#### AIM OF THE EXERCISE:
Return each line of the records below word for word, with no changes.

(Entries from a pointing dataset)
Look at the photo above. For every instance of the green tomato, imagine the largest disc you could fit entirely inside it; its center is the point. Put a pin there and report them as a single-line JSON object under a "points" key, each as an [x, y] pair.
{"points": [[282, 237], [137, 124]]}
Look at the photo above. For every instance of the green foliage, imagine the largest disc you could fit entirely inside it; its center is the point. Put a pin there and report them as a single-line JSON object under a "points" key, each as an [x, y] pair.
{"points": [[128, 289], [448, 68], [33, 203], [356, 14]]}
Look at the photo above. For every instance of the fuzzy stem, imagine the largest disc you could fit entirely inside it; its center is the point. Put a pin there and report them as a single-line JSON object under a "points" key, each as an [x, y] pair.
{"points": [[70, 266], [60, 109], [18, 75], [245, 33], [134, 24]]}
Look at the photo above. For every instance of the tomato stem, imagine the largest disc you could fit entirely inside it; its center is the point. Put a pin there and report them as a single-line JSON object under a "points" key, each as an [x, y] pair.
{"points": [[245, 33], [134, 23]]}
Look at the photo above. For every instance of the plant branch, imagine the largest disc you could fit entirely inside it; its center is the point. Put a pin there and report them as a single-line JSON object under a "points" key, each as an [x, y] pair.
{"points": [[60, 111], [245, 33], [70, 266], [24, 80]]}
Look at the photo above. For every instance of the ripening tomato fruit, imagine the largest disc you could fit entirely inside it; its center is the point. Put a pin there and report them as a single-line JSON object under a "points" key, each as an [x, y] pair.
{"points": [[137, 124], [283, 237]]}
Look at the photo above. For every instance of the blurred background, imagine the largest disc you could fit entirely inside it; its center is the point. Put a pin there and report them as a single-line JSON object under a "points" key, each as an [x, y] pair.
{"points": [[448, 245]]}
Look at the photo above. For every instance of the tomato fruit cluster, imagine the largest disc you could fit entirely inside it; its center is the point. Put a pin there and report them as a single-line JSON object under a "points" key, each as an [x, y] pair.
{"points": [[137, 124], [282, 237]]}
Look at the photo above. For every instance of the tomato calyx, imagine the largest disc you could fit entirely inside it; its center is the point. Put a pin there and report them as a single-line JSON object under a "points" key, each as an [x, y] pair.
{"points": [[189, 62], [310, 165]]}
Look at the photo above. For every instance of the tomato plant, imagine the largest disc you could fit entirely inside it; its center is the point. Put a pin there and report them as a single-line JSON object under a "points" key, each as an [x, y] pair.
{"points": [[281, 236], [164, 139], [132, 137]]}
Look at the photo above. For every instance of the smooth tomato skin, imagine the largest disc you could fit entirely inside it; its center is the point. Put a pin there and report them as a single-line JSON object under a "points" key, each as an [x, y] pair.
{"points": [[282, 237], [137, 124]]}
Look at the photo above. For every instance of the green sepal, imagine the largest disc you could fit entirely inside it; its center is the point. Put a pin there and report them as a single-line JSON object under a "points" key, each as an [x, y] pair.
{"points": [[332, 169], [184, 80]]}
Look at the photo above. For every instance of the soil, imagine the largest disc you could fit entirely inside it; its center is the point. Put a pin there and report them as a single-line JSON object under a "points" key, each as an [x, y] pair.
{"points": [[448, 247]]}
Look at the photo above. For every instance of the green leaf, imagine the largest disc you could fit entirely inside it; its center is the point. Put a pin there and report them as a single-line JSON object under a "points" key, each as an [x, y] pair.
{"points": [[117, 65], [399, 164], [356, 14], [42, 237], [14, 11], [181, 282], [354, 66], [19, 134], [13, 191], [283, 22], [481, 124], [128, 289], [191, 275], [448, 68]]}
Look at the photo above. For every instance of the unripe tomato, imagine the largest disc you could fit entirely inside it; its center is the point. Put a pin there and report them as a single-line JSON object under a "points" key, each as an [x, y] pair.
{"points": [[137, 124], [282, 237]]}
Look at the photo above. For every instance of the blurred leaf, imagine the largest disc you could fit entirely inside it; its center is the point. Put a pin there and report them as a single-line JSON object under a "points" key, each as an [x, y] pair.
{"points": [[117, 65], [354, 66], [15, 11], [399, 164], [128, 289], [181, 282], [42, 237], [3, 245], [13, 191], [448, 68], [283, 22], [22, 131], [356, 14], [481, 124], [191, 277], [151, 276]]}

#### EXERCISE OUTPUT:
Look at the photo above. For every instance of the green tomato, imagine the largest disc you could fit entirely inside it; its center is the point. Put a pin there and report them as a single-line JSON object under a "points" key, each as an [x, y] pair.
{"points": [[282, 237], [137, 124]]}
Look at the photo above. For every instance of the green foliage, imagine the largest disc you could fit entirely inside it; its center is the point. Put a pin there and report them as a single-line JSON object under a "points" key, each as an [x, y] pair.
{"points": [[128, 289], [448, 68], [33, 203], [356, 14]]}
Look at the photo above. For every instance of the fuzzy stem, imagine the largest disc you could fit entirely inside it; its center is the point. Put a pin there and report them as a single-line JSON object under a "points" key, each as an [x, y] pair.
{"points": [[70, 266], [60, 109], [18, 75], [245, 33], [134, 24]]}
Look at the photo above. For every instance of the tomato stem, imagine the largest disc you could fit entirely inside it; its center is the point. Put a pin there and report them as a single-line JSON object under a "points" key, each as an [x, y] pair.
{"points": [[245, 33], [134, 23]]}
Look at the photo above. For every instance of the plant branch, imagine the largest disc you could fit entirely inside it; its center is the point. Put a pin there and report them as a single-line JSON object under a "points" key, each as an [x, y] pair.
{"points": [[60, 111], [245, 33], [70, 266], [24, 80]]}
Look at the photo above. For every instance of the ripening tomato fruit, imagine the largest disc you could fit entirely inside it; its center is the point. Put a pin there and report them as a single-line JSON object under a "points" key, each as an [x, y] pair.
{"points": [[137, 124], [283, 237]]}
Look at the photo above. For every instance of the blurred background, imagine the largest disc you could fit entirely inside it; its center is the point. Put a pin there and report them as a single-line JSON object under a "points" key, each as an [x, y] pair.
{"points": [[448, 245]]}
Look at the photo above. For every instance of the tomato fruit cluster, imagine the largest disc you could fit entirely inside it; its center is the point. Put a pin there and report them as a single-line JSON object under a "points" key, each as an [x, y] pair.
{"points": [[137, 124], [282, 237]]}
Look at the photo above. For every instance of the tomato calyx, imagine the largest disc you could fit entirely inside it; its center is the point. Put a pin there and report them as a single-line JSON object under a "points" key, each as an [x, y] pair.
{"points": [[189, 62], [310, 165]]}
Look at the photo above. For every instance of the tomato plant, imagine the largest disc you could fit entirely inside it; its center is the point. Put a pin there and report them as a single-line JSON object under a "points" key, each as an [x, y] pair.
{"points": [[281, 236], [164, 139], [132, 137]]}
Look at the photo above. For every instance of the smooth tomato skin, imagine the largest disc you could fit entirely inside it; its center is the point. Put a pin there and report them as a single-line JSON object under a "points" key, each as an [x, y] pair.
{"points": [[282, 237], [137, 124]]}
Look at the photo above. For every instance of the green sepal, imagine the largest disc you could fit entirely inside it; its center is the point. Put a pin there and report them as a single-line JSON object under a "points" key, each as an [x, y] pair.
{"points": [[332, 169], [184, 80]]}
Look at the photo above. For every instance of the soil, imagine the largest disc you could fit entirely inside it; its center is the point. Put a pin there and report them as a single-line JSON object under a "points" key, each as an [x, y] pair.
{"points": [[448, 247]]}
Look at the photo above. For every instance of the green leaf, imagine the largest disc you could fit entirely inside it; its center is the point. Put a pin there and report them as a single-line JSON object under a "points" key, each as an [x, y] pair.
{"points": [[117, 65], [399, 164], [356, 14], [42, 237], [14, 11], [181, 282], [354, 66], [19, 134], [13, 191], [283, 22], [481, 124], [128, 289], [191, 275], [448, 68]]}
Look at the photo above. For every instance of the unripe tomato, imagine the largest disc you could fit entirely inside it; its center is the point. Put a pin there and report them as a single-line JSON object under a "points" key, each as an [x, y] pair.
{"points": [[137, 124], [282, 237]]}
Look at the photo above. For every instance of the blurred leaf, imagine the largest disc you could fit entirely inside it; its center is the point. Put a pin there and report them as a single-line JSON object under a "points" key, each as an [x, y] pair.
{"points": [[117, 65], [354, 66], [15, 11], [399, 164], [128, 289], [181, 282], [42, 237], [3, 245], [13, 191], [448, 68], [283, 22], [22, 131], [356, 14], [481, 124], [191, 277], [151, 276]]}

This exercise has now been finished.